[GIVEN REQUEST]
Please report every line below that contains the word "table", copying each such line in full.

■ ■ ■ ■ ■ ■ ■

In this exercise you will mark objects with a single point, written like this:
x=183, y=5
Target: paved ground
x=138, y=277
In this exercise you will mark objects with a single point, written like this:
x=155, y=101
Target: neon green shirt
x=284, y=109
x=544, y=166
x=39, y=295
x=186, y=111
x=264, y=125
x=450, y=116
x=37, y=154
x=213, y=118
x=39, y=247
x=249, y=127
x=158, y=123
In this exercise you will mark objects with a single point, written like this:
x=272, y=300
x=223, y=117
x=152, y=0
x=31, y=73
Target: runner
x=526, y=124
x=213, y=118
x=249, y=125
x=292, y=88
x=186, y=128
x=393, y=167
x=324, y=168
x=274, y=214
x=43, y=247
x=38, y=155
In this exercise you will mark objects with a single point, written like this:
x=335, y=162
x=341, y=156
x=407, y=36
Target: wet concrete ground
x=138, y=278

■ ■ ■ ■ ■ ■ ■

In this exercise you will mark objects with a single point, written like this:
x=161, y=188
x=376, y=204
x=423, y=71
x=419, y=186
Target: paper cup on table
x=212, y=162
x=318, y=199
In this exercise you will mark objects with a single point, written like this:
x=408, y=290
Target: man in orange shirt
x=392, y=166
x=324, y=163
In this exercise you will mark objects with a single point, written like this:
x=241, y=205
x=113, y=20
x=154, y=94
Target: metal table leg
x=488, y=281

■ ■ ■ ■ ■ ■ ■

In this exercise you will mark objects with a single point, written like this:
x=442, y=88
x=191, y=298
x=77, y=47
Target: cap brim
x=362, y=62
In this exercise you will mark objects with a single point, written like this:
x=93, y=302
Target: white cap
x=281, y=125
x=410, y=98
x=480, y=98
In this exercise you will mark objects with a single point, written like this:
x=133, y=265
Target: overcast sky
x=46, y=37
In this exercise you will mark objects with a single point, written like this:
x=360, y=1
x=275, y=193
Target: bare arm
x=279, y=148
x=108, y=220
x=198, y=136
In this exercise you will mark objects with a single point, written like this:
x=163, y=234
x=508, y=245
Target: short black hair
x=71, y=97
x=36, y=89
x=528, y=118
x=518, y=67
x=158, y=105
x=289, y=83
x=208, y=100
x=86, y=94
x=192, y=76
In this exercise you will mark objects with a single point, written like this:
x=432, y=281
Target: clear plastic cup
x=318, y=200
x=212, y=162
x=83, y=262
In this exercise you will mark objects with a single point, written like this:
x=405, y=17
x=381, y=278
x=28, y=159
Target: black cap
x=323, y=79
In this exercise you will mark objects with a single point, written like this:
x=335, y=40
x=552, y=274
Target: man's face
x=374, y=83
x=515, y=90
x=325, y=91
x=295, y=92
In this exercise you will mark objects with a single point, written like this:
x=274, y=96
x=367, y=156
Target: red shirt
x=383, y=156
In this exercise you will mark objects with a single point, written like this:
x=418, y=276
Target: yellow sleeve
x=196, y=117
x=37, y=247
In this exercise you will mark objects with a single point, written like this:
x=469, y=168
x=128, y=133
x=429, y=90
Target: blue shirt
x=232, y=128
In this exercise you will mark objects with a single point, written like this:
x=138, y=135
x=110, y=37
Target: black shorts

■ ■ ■ ■ ■ ■ ■

[RESULT FOR THIS EXERCISE]
Target: paper cup on table
Target: metal table leg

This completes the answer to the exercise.